Directive 1: According to the interview below, what is the Master's programme now called?

Page extract:
^^^^^^^^^^^^^^^^

FEAL: Tell us about this Master’s degree programme, which ran from 2007 to 2017, and which has trained many West African documentary filmmakers who are still working in the sector. A real school. Where are we today?

DIALLO: The Master’s degree programme has had an absolutely magnificent decade: ten classes, around a hundred individual and collective films by students from eighteen African countries and France. It’s not pretentious to say that we very quickly became the training school for documentary cinema, the school of African cinema par excellence, given the results: the number of people trained who have been able to make a career, become author-directors, set up their own production company, become well known and establish themselves in the profession. I’m thinking of Aïsha Macky (Niger), Mame Woury Thioubou (Senegal), Ousmane Samassekou (Mali), Galadio Parfait Kaboré (Burkina Faso), Eddy Munyaneza (Burundi), Delphe Kifouani (Democratic Republic of the Congo), among others. Those who hold the reins in the field of cinema in Africa largely belong to our Saint-Louis Master’s family and its writing residencies.

After this first period, there was a pause due to the precariousness of subsidies.[3] For us lecturers, the struggle was not just to resume, but to do so within an African economy. That’s how the Master’s resumed in 2023, thanks to the exclusive support of the Senegalese Ministry of Culture, through the Fonds de Promotion de l’Industrie Cinématographique et Audiovisuelle [Film and Audiovisual Industry Promotion Fund] (FOPICA). This is the first autonomous year of the programme, which still has the same mix of students from different countries. Now it is called the Master of Cinema, Audiovisual Production and Creation (CIRAC).

FEAL: Documentary film production proliferated in West Africa in the early 2000s. What do you think are the reasons for the appropriation of this genre by African artists?

DIALLO: I think that with the digital revolution of the 2000s and the introduction of lightweight technical equipment, documentary seemed to be the form most within the reach of Africans, who had easier access to the role of author-director. Digital technology offered the possibility of expressing oneself to the world and of experimenting with new narrative forms. Documentary also gave rise to a powerful trend of first-person films that showed that it was possible to narrate oneself, to regain the power to say what one thinks from one’s own point of view. Many early films were told in the first person: personal stories, about subjects that speak to us, a cinema of proximity. We also reflected on this emergence in La Diversité du documentaire de création en Afrique, a book edited by François Fronty and Delphe Kifouani.

In my case, I made a film, Le Collier et la perle [The Necklace and the Pearl, 2008], about my wife and the birth of my child, which only documentary filmmaking and this lightweight set-up could make possible. The same goes for other films, such as Les Larmes de l’émigration [The Tears of Migration, Alassane Diago, 2010] or L’arbre sans fruit [The Fruitless Tree, Aicha Macky, 2016], which also speak in the first person.

^^^^^^^^^^^^^^^^

Part of a data file:
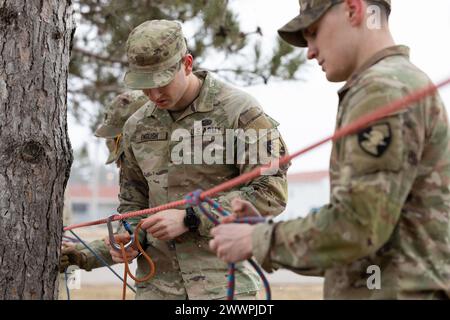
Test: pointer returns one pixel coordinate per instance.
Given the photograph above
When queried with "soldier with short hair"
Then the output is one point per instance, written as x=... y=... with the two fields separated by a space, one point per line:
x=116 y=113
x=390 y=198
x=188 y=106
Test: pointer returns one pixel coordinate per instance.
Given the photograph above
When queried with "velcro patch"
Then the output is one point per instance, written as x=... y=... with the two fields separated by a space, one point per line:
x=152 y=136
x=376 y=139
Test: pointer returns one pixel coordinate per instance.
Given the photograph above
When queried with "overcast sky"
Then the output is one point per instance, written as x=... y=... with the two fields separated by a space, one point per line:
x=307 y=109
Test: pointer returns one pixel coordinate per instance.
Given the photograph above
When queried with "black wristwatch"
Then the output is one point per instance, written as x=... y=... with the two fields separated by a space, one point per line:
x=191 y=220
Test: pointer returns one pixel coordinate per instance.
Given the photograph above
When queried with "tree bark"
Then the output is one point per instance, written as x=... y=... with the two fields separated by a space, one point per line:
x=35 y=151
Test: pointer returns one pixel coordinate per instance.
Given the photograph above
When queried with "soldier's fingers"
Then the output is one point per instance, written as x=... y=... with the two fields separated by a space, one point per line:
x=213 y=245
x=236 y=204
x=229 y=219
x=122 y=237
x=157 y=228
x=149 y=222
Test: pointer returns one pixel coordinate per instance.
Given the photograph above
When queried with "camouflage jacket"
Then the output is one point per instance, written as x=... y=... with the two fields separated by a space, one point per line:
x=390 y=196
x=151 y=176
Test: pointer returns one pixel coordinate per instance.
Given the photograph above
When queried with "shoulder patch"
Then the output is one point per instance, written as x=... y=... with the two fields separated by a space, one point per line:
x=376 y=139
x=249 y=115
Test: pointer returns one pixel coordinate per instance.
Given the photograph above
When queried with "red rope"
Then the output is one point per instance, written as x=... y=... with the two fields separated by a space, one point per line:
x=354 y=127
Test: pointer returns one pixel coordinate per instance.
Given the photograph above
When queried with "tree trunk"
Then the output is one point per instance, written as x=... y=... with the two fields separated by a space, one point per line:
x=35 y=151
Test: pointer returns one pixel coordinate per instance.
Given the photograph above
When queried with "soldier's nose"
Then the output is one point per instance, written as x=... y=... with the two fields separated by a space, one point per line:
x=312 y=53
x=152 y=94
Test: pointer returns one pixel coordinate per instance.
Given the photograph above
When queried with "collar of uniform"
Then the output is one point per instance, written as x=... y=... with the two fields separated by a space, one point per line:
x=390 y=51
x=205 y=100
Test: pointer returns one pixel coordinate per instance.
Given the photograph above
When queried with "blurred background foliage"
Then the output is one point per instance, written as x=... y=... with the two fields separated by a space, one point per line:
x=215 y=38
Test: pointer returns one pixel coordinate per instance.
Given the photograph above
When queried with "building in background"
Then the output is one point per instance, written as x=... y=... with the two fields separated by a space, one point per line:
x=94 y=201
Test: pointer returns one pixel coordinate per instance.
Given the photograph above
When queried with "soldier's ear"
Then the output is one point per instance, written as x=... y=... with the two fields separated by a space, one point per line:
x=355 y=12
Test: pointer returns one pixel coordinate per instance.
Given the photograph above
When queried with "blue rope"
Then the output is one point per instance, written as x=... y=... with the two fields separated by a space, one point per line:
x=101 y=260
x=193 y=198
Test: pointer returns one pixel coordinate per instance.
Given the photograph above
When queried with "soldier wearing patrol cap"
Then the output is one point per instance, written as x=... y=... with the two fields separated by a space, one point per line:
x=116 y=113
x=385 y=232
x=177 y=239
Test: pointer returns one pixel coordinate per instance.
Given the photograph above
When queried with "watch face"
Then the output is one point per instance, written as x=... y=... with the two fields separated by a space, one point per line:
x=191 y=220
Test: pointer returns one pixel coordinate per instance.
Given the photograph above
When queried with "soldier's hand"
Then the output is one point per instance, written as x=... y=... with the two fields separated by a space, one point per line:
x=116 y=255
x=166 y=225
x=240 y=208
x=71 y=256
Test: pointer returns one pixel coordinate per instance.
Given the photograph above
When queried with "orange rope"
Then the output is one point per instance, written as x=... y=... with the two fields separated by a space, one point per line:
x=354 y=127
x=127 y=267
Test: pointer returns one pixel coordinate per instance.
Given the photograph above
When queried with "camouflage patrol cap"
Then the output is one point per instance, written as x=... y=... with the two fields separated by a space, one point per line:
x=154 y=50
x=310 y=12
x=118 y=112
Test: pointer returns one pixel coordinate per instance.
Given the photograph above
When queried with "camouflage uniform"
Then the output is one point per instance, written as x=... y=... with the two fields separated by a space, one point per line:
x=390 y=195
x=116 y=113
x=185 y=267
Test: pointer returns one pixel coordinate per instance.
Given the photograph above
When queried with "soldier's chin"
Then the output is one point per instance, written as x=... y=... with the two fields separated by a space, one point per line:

^^^^^^^^^^^^^^^^

Directive 2: How many rows above contain the string "camouflage"? Give only the number.

Full answer 1: The Master of Cinema, Audiovisual Production and Creation (CIRAC).

Full answer 2: 3